**ANGEZEIGTER TEXTAUSZUG**
......

Freiheit für Wei nur im Exil

Chinas bekanntester Dissident Wei Jingsheng kommt frei, doch seine Zukunft ist unklarer denn je. Ihm droht nach eigenen Worten „ein Ende in Mittelmäßigkeit“  ■ Aus Peking Georg Blume

Er wuchs auf in den Sternstunden des chinesischen Kommunismus, studierte gemeinsam mit den Kindern Deng Xiaopings und ist bis heute das, was seine Eltern immer aus ihm machen wollten: ein echter Revolutionär. Chinas prominentester Demokratievorkämpfer Wei Jingsheng erhielt Samstag nacht nach über 18 Jahren im Gefängnis die Freiheit zurück – offiziell auf Bewährung aus medizinischen Gründen.

......

**BEREITGESTELLTE EINTRÄGE**
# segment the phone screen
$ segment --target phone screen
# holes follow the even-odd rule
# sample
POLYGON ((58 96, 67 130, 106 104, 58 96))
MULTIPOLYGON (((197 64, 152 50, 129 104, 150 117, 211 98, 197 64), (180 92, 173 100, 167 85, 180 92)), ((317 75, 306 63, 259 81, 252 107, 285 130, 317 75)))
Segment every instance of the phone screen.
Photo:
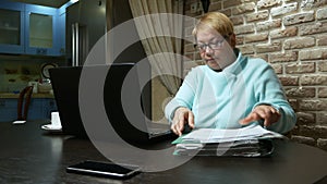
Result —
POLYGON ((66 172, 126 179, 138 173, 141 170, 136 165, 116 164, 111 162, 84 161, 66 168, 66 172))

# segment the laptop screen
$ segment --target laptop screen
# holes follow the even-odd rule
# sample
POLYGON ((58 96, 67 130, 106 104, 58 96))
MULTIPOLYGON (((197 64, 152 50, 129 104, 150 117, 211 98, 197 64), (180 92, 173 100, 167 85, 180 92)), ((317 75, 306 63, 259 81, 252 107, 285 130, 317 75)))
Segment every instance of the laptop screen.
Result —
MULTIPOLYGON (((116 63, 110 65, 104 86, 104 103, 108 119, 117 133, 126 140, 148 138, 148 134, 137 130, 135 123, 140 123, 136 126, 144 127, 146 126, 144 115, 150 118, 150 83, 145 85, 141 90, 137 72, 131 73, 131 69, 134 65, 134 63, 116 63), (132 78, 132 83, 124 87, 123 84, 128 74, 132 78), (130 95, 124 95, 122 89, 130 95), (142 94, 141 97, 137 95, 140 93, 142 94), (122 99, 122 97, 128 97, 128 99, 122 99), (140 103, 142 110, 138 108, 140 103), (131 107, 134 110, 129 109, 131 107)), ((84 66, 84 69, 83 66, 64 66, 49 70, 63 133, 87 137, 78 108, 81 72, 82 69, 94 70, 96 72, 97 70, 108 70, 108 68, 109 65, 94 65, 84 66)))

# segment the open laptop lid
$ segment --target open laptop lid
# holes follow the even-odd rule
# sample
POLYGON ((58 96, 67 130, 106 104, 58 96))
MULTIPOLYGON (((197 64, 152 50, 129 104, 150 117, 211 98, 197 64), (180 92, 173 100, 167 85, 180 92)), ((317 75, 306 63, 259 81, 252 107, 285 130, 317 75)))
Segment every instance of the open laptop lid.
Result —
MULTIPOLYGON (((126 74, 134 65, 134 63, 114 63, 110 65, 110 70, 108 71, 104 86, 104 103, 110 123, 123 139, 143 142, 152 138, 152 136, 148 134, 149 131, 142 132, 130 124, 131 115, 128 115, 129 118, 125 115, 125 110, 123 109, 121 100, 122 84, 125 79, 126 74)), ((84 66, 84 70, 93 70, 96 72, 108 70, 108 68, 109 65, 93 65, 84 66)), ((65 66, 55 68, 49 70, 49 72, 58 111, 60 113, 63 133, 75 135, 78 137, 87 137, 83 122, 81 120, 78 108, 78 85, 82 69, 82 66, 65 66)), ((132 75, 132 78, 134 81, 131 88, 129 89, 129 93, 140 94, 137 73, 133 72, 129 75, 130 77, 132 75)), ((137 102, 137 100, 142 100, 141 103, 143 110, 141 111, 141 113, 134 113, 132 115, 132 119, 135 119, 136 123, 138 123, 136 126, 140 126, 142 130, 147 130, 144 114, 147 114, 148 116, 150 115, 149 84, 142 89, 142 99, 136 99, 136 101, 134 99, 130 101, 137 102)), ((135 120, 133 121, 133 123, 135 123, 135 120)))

......

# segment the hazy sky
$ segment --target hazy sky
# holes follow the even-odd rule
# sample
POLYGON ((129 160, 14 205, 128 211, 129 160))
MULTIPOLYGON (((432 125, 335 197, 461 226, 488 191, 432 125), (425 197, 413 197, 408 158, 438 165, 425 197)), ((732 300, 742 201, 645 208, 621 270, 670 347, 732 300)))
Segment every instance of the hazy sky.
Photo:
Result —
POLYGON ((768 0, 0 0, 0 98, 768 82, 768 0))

......

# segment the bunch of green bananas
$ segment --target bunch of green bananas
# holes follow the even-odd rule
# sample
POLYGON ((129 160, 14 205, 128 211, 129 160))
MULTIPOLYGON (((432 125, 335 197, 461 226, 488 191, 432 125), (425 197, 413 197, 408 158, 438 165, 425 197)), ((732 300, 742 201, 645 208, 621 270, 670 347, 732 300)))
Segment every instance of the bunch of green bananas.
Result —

......

**AUFGABENSTELLUNG**
Schreiben Sie aus dem Text über Wei Jingsheng wortgetreu den Abschnitt ab, der mit „Er wuchs auf“ beginnt und sich bis einschließlich „aus medizinischen Gründen.“ erstreckt.

**SCHRIFTLICHE LÖSUNG**
Er wuchs auf in den Sternstunden des chinesischen Kommunismus, studierte gemeinsam mit den Kindern Deng Xiaopings und ist bis heute das, was seine Eltern immer aus ihm machen wollten: ein echter Revolutionär. Chinas prominentester Demokratievorkämpfer Wei Jingsheng erhielt Samstag nacht nach über 18 Jahren im Gefängnis die Freiheit zurück – offiziell auf Bewährung aus medizinischen Gründen.